> PROBLEMS TO WORK ON:
a) In the tribute to Tuckett, how often did Glen take his wife Josephine to dialysis?
b) Print the portion of the tribute to Tuckett from "Tuckett loved his" to "thought they were.", word for word.

START TEXT SEGMENT

Tuckett loved his family, his four daughters. I knew his wife Josephine just a bit and was aware of Glen taking her to dialysis for years three times a week. He lost his beloved Jo last June. I knew his daughter Shannon very well and she inherited the class, dignity and positive attitude of her father.

Tuckett could quote the great ones, be it Shakespeare, Plato, Yogi Berra, Vince Lombardi or John Wooden. He knew Broadway plays and quotable lines. He quoted scripture and power brokers of present and past. He told stories that made sense and related to his topic of the moment. He wasn’t perfect, but he knew many people who were close or thought they were.

He was as well-read a man as a man could be.

The passing of Tuckett closes a chapter on what will be remembered as the glory days of BYU athletics. It was the time of LaVell Edwards’ long string of WAC championships and bowl trips, an expanded stadium, All-Americans, and a Heisman winner. Tuckett was poolside in Honolulu the day Ty Detmer was awarded that coveted trophy.

END TEXT SEGMENT
START DATA FOR ANALYSIS

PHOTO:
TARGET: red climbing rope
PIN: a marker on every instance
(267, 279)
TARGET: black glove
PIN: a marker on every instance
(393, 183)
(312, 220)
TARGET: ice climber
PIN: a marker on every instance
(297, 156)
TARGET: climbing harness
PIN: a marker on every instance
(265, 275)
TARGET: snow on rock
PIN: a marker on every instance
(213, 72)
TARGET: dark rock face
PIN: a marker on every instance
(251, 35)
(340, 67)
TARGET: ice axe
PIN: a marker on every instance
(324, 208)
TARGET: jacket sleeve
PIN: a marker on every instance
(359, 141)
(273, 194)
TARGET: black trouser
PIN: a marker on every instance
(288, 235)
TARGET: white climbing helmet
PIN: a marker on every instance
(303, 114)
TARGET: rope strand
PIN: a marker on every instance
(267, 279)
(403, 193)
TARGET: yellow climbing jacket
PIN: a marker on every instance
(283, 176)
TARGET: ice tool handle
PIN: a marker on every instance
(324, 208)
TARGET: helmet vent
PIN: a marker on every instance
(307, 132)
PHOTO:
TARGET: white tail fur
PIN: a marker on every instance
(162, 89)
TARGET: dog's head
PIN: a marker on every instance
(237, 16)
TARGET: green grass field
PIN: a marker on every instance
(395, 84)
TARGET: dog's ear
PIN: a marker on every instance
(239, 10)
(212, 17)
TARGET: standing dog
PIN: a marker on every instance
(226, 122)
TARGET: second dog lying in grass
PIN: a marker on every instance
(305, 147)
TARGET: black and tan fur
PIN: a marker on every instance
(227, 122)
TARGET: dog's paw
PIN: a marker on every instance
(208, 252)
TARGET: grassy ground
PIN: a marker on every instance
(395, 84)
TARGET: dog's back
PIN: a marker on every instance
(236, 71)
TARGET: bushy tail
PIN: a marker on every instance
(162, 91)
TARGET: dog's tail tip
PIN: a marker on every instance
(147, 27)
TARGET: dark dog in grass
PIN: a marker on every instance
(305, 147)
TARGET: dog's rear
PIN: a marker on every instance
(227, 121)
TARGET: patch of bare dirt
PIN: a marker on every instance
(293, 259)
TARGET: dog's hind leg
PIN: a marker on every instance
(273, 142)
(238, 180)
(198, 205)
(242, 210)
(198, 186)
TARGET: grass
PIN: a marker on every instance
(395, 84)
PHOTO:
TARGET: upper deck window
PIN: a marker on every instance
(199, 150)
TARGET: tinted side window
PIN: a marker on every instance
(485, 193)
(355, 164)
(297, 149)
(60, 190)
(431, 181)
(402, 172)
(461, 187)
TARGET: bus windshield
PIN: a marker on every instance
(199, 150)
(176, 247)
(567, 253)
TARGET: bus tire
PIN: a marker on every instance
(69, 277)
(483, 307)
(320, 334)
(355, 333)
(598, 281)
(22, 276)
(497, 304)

END DATA FOR ANALYSIS

> REPLIES:
a) He took her to dialysis three times a week for years.

b)
Tuckett loved his family, his four daughters. I knew his wife Josephine just a bit and was aware of Glen taking her to dialysis for years three times a week. He lost his beloved Jo last June. I knew his daughter Shannon very well and she inherited the class, dignity and positive attitude of her father.

Tuckett could quote the great ones, be it Shakespeare, Plato, Yogi Berra, Vince Lombardi or John Wooden. He knew Broadway plays and quotable lines. He quoted scripture and power brokers of present and past. He told stories that made sense and related to his topic of the moment. He wasn’t perfect, but he knew many people who were close or thought they were.